(Saved entries)
★ ★ ★
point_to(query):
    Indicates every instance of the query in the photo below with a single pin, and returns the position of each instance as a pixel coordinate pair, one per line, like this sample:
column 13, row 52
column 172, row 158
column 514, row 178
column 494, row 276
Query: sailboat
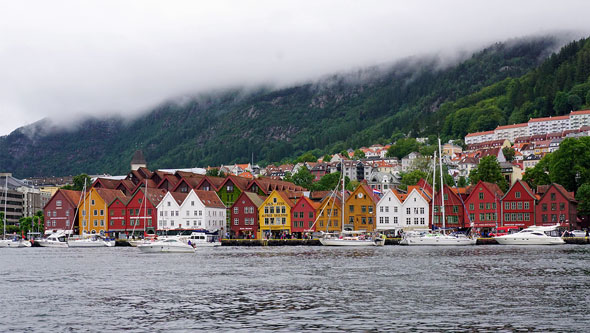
column 349, row 238
column 437, row 237
column 14, row 241
column 88, row 240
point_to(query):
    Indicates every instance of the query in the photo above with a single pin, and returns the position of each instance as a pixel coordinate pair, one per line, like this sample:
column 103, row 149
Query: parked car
column 578, row 233
column 501, row 231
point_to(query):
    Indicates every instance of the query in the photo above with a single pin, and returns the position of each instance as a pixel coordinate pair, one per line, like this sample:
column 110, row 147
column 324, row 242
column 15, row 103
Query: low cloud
column 67, row 59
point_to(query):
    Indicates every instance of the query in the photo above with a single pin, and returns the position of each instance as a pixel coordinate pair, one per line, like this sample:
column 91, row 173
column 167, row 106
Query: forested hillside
column 336, row 113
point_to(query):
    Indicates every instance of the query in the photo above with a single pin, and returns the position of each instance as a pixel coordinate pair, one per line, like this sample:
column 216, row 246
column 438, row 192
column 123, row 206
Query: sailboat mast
column 5, row 198
column 342, row 213
column 145, row 208
column 442, row 184
column 433, row 184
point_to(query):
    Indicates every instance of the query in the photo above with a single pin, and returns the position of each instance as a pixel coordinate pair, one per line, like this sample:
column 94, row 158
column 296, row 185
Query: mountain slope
column 339, row 112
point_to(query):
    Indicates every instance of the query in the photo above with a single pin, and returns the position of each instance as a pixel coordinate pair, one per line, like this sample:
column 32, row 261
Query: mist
column 65, row 60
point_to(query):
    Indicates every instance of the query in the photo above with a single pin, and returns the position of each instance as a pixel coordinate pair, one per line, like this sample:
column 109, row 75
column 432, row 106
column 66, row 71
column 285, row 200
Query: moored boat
column 56, row 239
column 169, row 245
column 533, row 235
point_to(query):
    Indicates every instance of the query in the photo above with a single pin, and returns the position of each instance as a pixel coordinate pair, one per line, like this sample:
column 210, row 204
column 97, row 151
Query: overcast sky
column 63, row 59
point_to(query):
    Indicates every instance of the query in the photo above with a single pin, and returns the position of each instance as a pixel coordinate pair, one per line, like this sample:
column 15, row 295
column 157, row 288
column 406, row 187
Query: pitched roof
column 110, row 195
column 512, row 126
column 534, row 120
column 209, row 199
column 138, row 158
column 72, row 196
column 255, row 198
★ ★ ★
#### The problem
Convert every line of the records above into a JSON list of strings, one string per line and no blank lines. Leave the picture out.

#### Problem solution
[
  "point_to(query):",
  "    Indicates every instance of the query in the photo below with a single pin, and returns the position of each instance as a pixel coordinate pair, one per line, like this sample:",
  "column 13, row 52",
  "column 172, row 158",
  "column 514, row 178",
  "column 494, row 276",
  "Query: sailboat",
  "column 349, row 238",
  "column 437, row 237",
  "column 14, row 241",
  "column 88, row 240",
  "point_to(query):",
  "    Indicates every instance of the query in the photo above with a single pin, and returns the position of each instance as a pixel coordinate pair, one per line, like this sample:",
  "column 103, row 149",
  "Query: parked car",
  "column 578, row 233",
  "column 501, row 231",
  "point_to(query):",
  "    Indicates every instance of the query in the photo above with a single pin, and returns the position of each instance as a pixel coordinate pair, one per line, like this sample:",
  "column 110, row 147",
  "column 324, row 242",
  "column 15, row 103",
  "Query: low cloud",
  "column 67, row 59",
  "point_to(query):",
  "    Indicates every instance of the query in the photo above with a single pin, and returns the position of each instance as a pixel coordinate pair, one per line, like this sample:",
  "column 91, row 173",
  "column 167, row 106",
  "Query: forested hillside",
  "column 336, row 113",
  "point_to(query):",
  "    Indicates every instance of the query in the photo above with a single pin, and returns the position of each instance as a pixel coordinate pair, one per line, like this sample:",
  "column 216, row 246",
  "column 438, row 192",
  "column 123, row 206",
  "Query: sailboat mast",
  "column 5, row 198",
  "column 342, row 213",
  "column 145, row 208",
  "column 442, row 184",
  "column 433, row 184",
  "point_to(query):",
  "    Indicates every instance of the query in the photo above with a single pin, and returns the position of each instance as a pixel coordinate pair, one per line, like this sample:",
  "column 94, row 158",
  "column 296, row 185",
  "Query: mountain slope",
  "column 339, row 112",
  "point_to(query):",
  "    Indicates every instance of the query in the photo above with a single pin, and returns the position of each instance as a pixel coordinate pair, one per line, like this sample:",
  "column 32, row 261",
  "Query: mist",
  "column 65, row 60",
  "point_to(query):",
  "    Indicates every instance of the query in the photo above with a single pin, and returns the position of each instance as a pixel coordinate pair, one per line, like this sample:",
  "column 109, row 75",
  "column 432, row 106",
  "column 66, row 71",
  "column 285, row 200",
  "Query: moored boat",
  "column 56, row 239",
  "column 169, row 245",
  "column 533, row 235",
  "point_to(query):",
  "    Indicates every instance of the query in the photo above with a single pin, and returns the position of each instance as a pixel coordinate pair, one per line, like this sample:",
  "column 210, row 204",
  "column 97, row 151",
  "Query: overcast sky",
  "column 63, row 59",
  "point_to(query):",
  "    Indicates every instance of the query in the photo above with a single pin, and returns the position of each instance as a pixel coordinate pair, one per line, like this sample:",
  "column 15, row 295",
  "column 157, row 288",
  "column 406, row 187",
  "Query: pitched roof",
  "column 110, row 195",
  "column 512, row 126",
  "column 534, row 120",
  "column 209, row 199",
  "column 138, row 158",
  "column 72, row 196",
  "column 255, row 198"
]